* **Exercise brief**:
In the data below, print every line from the one containing "Exercise. Point out the blue sock" down to the one containing "[(151, 138), (182, 105), (114, 146)]", including both of those lines. Print nothing else.

* **Stored data**:
+---+
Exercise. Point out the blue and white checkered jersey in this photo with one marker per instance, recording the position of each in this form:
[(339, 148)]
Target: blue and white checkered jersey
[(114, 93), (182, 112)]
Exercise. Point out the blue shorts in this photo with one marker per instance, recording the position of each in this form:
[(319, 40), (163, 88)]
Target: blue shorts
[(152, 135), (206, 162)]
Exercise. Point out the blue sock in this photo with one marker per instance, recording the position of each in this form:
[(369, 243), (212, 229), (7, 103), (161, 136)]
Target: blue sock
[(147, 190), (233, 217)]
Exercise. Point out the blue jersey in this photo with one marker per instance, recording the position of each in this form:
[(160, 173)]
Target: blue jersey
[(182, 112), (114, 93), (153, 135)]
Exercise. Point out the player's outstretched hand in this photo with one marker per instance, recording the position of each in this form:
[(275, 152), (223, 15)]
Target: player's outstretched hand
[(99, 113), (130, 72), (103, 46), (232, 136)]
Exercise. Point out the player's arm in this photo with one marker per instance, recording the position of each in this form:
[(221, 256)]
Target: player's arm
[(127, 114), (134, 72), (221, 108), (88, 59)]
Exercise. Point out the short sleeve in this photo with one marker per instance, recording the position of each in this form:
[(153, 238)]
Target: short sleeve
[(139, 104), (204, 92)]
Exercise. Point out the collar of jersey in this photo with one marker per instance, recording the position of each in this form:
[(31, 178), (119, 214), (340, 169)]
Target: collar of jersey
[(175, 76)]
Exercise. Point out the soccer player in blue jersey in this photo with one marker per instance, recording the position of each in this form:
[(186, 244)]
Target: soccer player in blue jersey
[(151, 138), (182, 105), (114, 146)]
+---+
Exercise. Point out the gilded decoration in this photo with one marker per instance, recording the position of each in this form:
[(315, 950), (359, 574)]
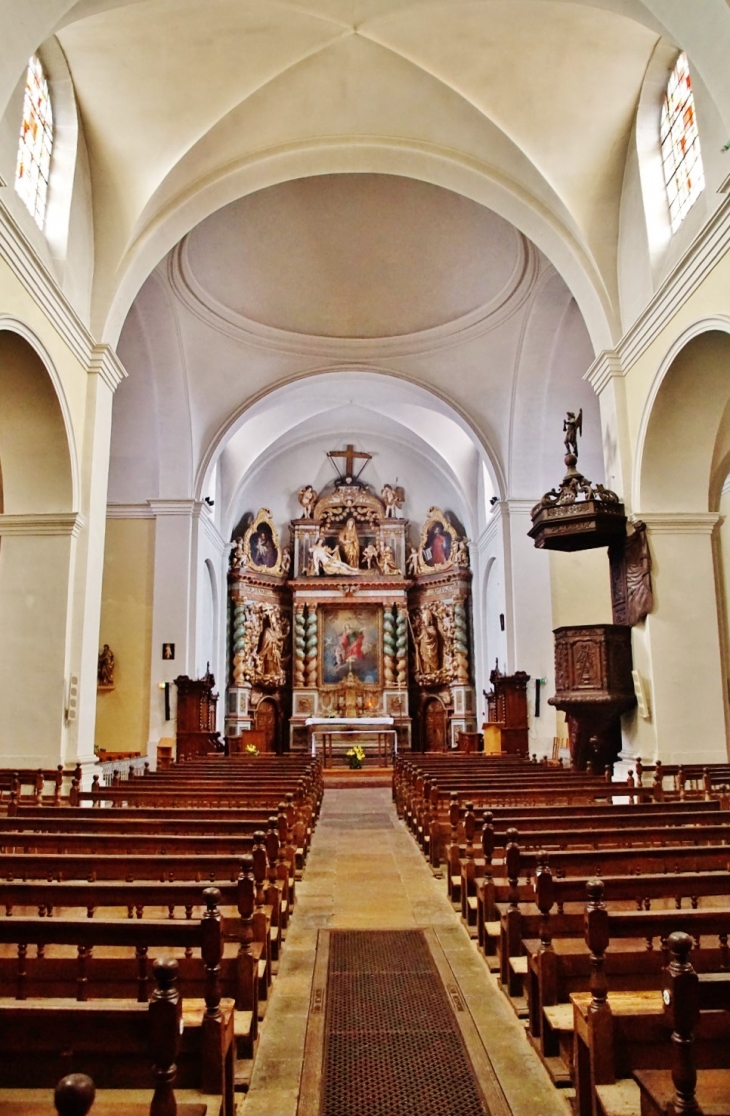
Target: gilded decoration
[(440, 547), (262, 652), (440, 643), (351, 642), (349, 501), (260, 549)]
+---+
* **The reply**:
Exercise. Point out the blue sock in this photo with one marker per instance, recording the position of each in this form:
[(369, 243), (212, 229), (7, 103), (161, 136)]
Target: blue sock
[(147, 190), (233, 217)]
Exercise. Point out the blue jersey in this photo with one marker per instance, recording the position of each in this form:
[(160, 173)]
Target: blue jersey
[(182, 112), (114, 93), (153, 135)]
Exercise. Point out the player's outstretched hand in this photo with one marker per instance, recording the position of each in this form:
[(275, 152), (223, 15)]
Target: player's outstretched hand
[(99, 113), (130, 72), (103, 46), (232, 136)]
Exercise. Point out the player's arm in this photo with one marker per instance, recording the position of each in this form:
[(221, 256)]
Target: player's arm
[(127, 114), (134, 72), (221, 108), (88, 59)]
Exercise. Point out the short sleeve in this photo with one marker per instance, recording the position of each in this form:
[(153, 238)]
Target: short sleeve
[(139, 104), (204, 92)]
Exercise. Point out the collar of jersey in this photo with one marker per instance, recording the position of each in this form:
[(31, 178), (119, 214), (340, 169)]
Target: collar of jersey
[(175, 76)]
Exercise. Point out the soccer player in blue jersey in this photo with one marker per instance, recording the position of each in this form:
[(186, 244)]
Target: soccer player in blue jersey
[(151, 138), (182, 105), (114, 146)]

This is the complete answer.